--- START DATASET RECORDS ---

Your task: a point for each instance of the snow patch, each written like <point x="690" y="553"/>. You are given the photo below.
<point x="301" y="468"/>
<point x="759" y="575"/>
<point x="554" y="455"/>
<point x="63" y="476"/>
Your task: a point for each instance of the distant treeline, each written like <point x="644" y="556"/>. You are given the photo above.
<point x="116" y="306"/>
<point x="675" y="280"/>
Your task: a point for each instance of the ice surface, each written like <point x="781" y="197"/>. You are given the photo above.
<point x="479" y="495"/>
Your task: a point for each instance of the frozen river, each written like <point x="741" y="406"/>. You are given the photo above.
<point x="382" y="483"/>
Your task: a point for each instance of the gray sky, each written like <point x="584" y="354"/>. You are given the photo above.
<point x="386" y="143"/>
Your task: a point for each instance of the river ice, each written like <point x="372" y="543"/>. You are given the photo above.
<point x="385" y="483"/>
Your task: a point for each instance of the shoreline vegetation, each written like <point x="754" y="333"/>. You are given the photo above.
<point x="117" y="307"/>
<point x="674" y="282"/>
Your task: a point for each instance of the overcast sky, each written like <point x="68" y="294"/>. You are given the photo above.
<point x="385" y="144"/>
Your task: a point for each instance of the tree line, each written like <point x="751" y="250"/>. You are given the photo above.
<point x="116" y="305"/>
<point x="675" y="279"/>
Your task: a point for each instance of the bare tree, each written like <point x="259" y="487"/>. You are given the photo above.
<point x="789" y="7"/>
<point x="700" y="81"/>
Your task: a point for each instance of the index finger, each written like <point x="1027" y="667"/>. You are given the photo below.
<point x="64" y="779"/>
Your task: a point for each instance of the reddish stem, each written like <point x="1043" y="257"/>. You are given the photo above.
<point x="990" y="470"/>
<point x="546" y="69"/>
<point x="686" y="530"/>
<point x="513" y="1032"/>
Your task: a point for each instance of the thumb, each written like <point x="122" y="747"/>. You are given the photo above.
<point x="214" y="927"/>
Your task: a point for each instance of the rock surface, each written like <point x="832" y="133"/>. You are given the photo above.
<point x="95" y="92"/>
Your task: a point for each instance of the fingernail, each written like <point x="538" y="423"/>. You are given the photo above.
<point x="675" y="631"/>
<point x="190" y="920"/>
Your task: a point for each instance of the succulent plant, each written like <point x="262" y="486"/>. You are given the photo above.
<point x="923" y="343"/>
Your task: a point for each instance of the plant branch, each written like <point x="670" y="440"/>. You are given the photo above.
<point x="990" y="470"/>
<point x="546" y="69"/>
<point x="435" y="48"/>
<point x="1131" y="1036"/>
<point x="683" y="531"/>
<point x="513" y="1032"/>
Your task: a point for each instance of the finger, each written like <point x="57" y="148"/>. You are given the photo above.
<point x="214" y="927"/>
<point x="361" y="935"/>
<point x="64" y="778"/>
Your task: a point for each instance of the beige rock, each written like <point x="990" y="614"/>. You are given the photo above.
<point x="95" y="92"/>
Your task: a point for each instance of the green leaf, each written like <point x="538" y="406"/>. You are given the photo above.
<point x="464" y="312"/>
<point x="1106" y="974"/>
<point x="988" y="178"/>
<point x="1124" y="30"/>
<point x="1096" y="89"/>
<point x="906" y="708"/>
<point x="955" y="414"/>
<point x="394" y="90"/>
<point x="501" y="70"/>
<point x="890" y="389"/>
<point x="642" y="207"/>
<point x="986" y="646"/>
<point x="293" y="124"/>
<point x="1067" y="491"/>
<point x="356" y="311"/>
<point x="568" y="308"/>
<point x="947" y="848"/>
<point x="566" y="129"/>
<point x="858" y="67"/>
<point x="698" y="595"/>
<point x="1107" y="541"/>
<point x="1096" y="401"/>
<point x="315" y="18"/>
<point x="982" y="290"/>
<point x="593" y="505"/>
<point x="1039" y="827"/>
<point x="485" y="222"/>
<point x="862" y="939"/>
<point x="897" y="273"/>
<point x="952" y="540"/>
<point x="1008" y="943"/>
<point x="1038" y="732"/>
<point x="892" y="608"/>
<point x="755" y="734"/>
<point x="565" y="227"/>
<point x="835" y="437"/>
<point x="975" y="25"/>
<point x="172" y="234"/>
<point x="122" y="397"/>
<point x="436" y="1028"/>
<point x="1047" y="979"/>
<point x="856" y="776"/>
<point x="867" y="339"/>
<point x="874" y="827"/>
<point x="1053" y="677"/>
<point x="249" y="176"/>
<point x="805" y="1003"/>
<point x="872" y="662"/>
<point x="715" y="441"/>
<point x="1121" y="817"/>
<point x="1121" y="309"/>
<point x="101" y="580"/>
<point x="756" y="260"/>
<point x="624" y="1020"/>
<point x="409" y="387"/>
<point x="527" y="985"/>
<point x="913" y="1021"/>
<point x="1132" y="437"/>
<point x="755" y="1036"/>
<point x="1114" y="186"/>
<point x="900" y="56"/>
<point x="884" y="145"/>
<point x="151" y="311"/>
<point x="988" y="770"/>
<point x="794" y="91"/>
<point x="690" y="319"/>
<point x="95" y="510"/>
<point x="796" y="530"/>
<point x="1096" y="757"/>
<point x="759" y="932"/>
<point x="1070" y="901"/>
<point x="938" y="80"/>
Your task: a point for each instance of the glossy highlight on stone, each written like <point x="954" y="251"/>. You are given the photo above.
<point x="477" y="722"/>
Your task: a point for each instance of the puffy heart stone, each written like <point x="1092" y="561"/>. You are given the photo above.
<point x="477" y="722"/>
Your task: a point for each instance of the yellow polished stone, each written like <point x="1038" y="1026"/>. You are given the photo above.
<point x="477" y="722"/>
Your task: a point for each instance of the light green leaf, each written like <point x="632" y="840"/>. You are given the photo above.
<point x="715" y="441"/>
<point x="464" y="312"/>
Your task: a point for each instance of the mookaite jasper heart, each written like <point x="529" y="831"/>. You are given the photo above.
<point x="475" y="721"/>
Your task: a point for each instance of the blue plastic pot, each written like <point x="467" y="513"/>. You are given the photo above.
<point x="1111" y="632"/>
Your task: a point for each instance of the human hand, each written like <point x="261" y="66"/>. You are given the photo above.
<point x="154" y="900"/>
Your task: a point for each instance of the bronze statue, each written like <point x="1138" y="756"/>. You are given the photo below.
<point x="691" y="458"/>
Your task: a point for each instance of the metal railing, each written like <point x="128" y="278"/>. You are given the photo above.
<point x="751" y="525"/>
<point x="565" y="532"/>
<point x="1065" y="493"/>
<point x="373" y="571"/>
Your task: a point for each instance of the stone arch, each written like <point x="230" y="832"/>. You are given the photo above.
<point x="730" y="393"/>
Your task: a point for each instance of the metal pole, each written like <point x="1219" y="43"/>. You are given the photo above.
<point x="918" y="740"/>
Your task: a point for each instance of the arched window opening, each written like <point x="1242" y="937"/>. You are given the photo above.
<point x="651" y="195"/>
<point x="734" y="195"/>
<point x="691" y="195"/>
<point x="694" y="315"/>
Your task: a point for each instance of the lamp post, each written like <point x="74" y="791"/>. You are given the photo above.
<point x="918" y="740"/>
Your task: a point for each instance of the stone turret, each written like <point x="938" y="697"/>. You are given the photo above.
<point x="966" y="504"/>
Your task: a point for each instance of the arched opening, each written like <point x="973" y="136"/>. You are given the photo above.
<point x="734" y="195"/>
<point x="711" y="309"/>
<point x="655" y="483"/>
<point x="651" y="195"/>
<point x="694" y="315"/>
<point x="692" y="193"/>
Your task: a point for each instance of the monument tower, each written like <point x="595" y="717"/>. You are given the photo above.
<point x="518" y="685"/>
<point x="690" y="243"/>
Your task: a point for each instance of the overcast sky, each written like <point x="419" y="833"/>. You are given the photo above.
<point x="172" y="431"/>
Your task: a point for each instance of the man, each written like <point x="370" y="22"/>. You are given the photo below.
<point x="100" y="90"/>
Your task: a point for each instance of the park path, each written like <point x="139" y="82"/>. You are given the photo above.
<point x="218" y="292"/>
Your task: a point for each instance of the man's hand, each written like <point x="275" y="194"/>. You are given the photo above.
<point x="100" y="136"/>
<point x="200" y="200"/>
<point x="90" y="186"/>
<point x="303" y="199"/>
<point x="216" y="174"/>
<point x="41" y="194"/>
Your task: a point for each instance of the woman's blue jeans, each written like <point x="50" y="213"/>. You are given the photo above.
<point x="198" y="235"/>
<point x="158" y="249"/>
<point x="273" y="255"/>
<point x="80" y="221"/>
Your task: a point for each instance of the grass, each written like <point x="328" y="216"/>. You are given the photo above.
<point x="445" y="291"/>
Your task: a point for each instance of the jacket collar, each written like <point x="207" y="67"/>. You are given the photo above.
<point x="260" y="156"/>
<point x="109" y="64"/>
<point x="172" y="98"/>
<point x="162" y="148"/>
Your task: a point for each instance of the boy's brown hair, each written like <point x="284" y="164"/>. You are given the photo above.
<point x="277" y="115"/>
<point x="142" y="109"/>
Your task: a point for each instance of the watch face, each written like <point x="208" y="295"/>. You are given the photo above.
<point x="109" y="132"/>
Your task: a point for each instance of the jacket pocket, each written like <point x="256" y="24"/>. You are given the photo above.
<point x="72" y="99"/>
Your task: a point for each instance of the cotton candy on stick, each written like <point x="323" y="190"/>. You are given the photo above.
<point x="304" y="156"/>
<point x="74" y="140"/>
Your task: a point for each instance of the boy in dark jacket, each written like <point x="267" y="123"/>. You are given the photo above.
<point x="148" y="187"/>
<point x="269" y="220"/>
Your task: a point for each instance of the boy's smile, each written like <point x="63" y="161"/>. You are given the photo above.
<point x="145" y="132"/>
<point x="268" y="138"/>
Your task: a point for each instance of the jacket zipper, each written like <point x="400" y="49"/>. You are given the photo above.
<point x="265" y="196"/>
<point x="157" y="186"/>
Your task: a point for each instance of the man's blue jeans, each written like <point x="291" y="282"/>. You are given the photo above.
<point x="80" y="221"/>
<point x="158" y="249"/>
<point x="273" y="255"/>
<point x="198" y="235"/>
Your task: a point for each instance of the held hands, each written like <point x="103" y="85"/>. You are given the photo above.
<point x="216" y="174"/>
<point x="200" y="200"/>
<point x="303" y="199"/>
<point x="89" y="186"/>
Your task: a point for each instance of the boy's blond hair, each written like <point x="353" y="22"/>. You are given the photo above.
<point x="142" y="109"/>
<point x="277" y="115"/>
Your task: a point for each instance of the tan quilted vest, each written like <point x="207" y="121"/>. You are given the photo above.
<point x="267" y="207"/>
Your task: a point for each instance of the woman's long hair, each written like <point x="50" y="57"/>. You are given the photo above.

--- END DATASET RECORDS ---

Render the data above as a JSON list of strings, one string per line with blank lines omitted, from the line containing "Your task: a point for each instance of the boy's blond" through the end of the data.

> [FINISHED TASK]
[
  "Your task: a point for each instance of the boy's blond hair, each written like <point x=\"353\" y=\"22\"/>. You are given the photo above.",
  "<point x=\"142\" y=\"109\"/>",
  "<point x=\"277\" y=\"115\"/>",
  "Your task: a point for each instance of the tan quilted vest, each written like <point x=\"207\" y=\"121\"/>. You are given the photo above.",
  "<point x=\"267\" y=\"207\"/>",
  "Your task: a point for each instance of the woman's long hair, each written like <point x=\"50\" y=\"57\"/>. You are given the photo above."
]